→ **Work to complete**:
- A) Please decide whether each statement agrees with the bread-baking comments below, answering yes or no and quoting the deciding words: (i) breadnerd let the loaf rise on a floured cloth set inside a bowl; (ii) the video uses 1 5/8 cups of water; (iii) the first commenter gives the shaped dough a two-hour rest before it goes into the hot pots.
- B) In the bread-baking comments below, what did npsmama put in the tea towel so the dough didn't stick?

→ **Text shown**:
I was having the same issues so many others have reported with dough sticking even to well floured towels. So I don't use them at all. In fact, I rarely do a two-hour second rise at all, and have been getting great results.

What I do instead is give the dough a few in-bowl "folds" with a spatula -- the same kind of folding motion you'd use when adding egg whites to cake batter, for instance -- once or twice during the long initial rise.

When I'm ready to cook, I pour the risen dough out onto a  floured board, very lightly pat it down and fold it over envelope style, cut it into sections (if I'm making more than one loaf) with kitchen shears, dust with with some more flour just to make it possible to handle, then form it into kinda-sorta boules. I give it maybe a 15-20 minute rest, then toss it in the hot pots. No problemo, beautiful loaves, excellent oven spring.

The dough is so wet that it doesn't form a crust during the rest period. If I need to protect it, I just put an inverted mixing bowl over it.

 

 

"I am not a cook. But I am sorta cooky."

breadnerd's picture
breadnerd

I originally read this article and thought "this is good for people who don't know how to really bake bread" but after all the hubbub and internet peer pressure I finally tried it today. I used my camping dutch oven, which is great because it gave me an excuse to use it! Oh and one note I rose my loaf on a floured cloth that I placed inside a bowl to give it some structure as it rose--I suspect that helped with oven spring, as mine was pretty tall.

 

Everything transpired just as described--I was worried about the dough sticking to my cloth, but I had no troubles (it's a well used piece of canvas I use all the time so it has a lot of flour in it).

 

Things I liked: It was very simple, nice for a busy weekday bread. It was also an easy way to handle very wet dough.  It looked very attractive coming out of the oven.

 

Dislikes: I don't like the crust as much as my usual stone-baked loaves. It's not very thick, and not very crunchy. I could always pop it out and finish on the stone, but that brings me to my other dislike--handling a preheated heavy pot was rather annoying and dangerous. If I do it again I'll use my peel and stone.

 

My crumb is not as big-bubbled as I hope--I'll take a pic once I'm a few more slices into it. It also has sort of a metallic taste. Again, I think I'll skip the cast-iron part next time.

 

I do think I'll try the mix and overnight rise method for my ciabatta next time--I'm not satisfied with my process and think this might be a good method to adapt to rustic breads.

Noche's picture
Noche

My sis had this happen to her and I found that she was not washing her's out and then baking all the water out with a 20 minute bake cycle and then lightly coating it with Crisco while hot and wiping off the excess. We store ours with a slip of scott towel in it.

npsmama's picture
npsmama

Thanks so much for that video link. Very useful.

 

The original article says that this method works well with wholewheat and rye.

 

Surely they can't mean 100% wholewheat and definitely not 100% rye. What proportions do you think the rye should have?

 

I've tried 70% wholewheat and 30% white and that worked well. 

npsmama's picture
npsmama

Regarding the dough sticking to the tea towel: on the video he uses bran torather than flour in the tea towel. I used cornmeal and it didn't stick. I think flour would just be absorbed by the wet dough.

 

 Interesting to note how the video differs from the article.

In the video he scoops up 3 ROUNDED cups of flour. Also he only uses 1.5C water and not 1 5/8C that the article states.

→ **Entries pointing to named objects**:

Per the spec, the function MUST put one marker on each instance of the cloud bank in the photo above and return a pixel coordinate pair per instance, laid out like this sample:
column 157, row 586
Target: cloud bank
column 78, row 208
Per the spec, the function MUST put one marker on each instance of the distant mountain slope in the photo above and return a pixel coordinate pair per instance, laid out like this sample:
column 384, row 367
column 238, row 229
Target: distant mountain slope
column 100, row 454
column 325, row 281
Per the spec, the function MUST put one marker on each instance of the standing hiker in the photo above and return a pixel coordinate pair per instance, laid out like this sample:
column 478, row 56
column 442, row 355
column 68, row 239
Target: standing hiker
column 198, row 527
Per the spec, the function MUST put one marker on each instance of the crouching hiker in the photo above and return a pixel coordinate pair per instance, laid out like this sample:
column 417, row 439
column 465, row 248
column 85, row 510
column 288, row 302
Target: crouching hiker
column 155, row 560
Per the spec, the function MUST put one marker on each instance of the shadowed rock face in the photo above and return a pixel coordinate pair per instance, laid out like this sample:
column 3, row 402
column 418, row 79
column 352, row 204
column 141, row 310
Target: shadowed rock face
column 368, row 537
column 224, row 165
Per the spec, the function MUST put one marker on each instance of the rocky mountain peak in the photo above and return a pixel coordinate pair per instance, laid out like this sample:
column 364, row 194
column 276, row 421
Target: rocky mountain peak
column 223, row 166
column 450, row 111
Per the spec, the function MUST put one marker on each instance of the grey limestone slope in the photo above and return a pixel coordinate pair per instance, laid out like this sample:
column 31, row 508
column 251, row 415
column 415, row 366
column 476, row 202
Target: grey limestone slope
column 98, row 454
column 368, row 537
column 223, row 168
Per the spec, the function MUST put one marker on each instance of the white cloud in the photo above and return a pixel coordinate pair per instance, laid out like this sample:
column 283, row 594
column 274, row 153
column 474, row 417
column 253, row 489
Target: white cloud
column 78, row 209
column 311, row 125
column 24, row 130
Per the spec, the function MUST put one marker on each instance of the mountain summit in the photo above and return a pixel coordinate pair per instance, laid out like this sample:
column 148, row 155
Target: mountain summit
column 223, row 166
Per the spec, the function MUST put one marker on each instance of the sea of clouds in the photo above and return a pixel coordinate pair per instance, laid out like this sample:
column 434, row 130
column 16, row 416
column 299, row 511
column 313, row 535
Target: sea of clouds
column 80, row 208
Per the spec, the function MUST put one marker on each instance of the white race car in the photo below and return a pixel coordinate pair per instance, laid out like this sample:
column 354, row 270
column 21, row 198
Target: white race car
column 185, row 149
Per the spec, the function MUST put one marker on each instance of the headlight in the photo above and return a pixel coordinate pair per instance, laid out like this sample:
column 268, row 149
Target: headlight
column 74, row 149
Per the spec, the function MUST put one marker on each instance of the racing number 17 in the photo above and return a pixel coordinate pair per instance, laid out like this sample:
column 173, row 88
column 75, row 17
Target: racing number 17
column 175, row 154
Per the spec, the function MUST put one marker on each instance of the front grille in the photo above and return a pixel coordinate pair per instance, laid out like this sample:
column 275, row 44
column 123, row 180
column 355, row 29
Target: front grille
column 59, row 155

→ **Final answers**:
- A)
(i) Yes: "I rose my loaf on a floured cloth that I placed inside a bowl to give it some structure as it rose"
(ii) No: "he only uses 1.5C water and not 1 5/8C that the article states."
(iii) No: "I give it maybe a 15-20 minute rest, then toss it in the hot pots."

- B) Cornmeal.